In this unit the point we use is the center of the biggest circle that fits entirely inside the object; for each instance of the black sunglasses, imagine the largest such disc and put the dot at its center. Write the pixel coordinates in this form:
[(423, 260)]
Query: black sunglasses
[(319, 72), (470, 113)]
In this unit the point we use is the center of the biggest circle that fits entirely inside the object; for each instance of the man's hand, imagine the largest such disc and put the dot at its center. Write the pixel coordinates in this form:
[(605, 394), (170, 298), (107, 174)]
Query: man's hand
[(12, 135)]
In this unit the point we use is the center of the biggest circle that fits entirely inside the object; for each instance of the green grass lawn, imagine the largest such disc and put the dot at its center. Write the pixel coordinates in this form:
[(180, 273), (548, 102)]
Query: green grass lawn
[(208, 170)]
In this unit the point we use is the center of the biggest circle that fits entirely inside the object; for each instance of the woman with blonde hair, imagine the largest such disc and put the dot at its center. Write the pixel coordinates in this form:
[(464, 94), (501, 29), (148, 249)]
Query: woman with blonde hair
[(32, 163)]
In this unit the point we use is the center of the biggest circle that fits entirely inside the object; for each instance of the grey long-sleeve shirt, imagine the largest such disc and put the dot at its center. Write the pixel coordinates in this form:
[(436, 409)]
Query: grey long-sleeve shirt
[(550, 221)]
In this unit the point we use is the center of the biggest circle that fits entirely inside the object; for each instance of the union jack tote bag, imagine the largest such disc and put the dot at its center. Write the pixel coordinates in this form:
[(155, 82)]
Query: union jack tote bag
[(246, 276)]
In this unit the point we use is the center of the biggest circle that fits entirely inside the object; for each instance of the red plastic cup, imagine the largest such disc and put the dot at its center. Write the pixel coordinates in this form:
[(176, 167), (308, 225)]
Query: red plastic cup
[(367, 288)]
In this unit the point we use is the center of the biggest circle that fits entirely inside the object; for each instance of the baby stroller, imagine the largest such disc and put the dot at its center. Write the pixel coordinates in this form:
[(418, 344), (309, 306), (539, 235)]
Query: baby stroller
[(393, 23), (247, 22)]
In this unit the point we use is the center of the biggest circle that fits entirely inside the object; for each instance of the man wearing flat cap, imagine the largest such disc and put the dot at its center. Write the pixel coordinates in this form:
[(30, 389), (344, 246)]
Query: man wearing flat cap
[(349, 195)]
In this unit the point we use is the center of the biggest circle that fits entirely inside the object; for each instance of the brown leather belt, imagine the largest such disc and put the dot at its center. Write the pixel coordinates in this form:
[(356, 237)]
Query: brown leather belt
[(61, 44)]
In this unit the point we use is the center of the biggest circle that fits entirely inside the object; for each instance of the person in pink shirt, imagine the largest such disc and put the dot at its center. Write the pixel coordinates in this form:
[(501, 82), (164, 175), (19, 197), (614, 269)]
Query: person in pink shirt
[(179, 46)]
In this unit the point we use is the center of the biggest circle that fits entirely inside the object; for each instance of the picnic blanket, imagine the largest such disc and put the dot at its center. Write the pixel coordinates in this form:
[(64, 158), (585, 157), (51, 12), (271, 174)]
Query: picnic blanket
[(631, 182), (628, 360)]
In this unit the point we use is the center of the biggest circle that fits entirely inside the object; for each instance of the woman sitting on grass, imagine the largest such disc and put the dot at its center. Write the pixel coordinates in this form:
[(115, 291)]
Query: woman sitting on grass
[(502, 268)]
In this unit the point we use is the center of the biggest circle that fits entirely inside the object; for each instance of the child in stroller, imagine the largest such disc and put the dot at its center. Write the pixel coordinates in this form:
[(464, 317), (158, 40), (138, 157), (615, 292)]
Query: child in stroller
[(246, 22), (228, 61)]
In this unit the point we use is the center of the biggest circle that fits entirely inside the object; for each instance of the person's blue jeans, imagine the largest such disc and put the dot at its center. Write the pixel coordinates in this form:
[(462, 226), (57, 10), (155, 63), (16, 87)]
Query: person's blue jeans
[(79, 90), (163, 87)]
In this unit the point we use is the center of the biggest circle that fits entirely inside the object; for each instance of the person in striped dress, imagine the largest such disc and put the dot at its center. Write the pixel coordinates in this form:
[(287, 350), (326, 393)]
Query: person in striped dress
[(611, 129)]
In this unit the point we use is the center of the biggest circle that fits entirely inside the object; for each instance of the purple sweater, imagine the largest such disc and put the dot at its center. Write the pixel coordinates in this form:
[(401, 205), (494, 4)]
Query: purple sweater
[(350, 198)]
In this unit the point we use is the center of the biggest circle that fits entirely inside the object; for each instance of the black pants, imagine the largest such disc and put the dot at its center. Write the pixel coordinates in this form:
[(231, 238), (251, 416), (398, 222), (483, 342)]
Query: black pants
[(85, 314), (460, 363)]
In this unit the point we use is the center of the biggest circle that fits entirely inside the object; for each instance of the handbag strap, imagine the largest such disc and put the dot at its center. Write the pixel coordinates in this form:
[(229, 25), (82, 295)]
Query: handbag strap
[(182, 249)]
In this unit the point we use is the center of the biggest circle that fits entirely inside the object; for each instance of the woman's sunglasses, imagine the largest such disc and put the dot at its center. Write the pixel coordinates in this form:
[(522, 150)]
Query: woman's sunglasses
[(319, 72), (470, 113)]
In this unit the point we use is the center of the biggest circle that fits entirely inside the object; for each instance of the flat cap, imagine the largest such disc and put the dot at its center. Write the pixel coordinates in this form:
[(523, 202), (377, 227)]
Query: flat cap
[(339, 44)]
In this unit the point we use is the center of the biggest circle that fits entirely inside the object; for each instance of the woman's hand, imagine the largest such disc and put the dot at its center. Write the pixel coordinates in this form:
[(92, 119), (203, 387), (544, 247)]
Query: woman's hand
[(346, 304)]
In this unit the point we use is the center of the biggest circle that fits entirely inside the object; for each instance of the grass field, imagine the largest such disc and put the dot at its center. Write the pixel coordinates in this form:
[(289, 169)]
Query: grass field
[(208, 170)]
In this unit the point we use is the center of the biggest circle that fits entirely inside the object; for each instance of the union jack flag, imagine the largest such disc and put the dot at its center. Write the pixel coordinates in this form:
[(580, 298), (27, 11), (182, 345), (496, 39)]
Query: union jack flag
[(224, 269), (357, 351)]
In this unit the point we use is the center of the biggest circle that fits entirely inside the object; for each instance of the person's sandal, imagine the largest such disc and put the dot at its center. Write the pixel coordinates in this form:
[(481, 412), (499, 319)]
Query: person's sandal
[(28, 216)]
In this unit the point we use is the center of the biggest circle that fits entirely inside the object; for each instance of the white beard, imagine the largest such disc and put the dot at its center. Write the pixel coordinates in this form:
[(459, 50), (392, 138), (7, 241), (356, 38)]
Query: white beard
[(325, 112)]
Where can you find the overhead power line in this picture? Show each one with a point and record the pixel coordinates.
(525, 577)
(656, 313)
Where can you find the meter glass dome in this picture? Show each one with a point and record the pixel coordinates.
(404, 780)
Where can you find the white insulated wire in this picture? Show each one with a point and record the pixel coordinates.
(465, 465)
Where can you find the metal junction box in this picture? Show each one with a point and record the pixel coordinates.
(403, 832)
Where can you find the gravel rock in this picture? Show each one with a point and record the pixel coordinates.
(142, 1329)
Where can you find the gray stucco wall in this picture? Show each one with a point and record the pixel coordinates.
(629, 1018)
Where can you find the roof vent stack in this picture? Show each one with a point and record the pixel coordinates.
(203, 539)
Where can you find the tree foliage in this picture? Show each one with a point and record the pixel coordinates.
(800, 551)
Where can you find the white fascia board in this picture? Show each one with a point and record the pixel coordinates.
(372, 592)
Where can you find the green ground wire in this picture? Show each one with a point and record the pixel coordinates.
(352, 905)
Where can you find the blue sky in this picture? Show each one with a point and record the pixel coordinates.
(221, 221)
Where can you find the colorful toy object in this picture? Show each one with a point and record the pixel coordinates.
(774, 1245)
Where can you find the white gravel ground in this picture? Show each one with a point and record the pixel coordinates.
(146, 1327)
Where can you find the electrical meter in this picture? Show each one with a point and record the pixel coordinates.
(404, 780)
┄┄┄┄┄┄
Exercise directions = Arrange the items from the line containing "Where can you find the white gravel" through the last item as a two-column CSV with the headers item_text and answer. Give one row per item, with each field in double quotes and any line breaks replaced by spaces.

Solution =
item_text,answer
"Where can you find the white gravel ground in this picture? Show each one with a point and record the pixel coordinates.","(146, 1327)"
"Where can you find the electrical meter in this picture? Show each one with a point and record the pixel coordinates.","(404, 780)"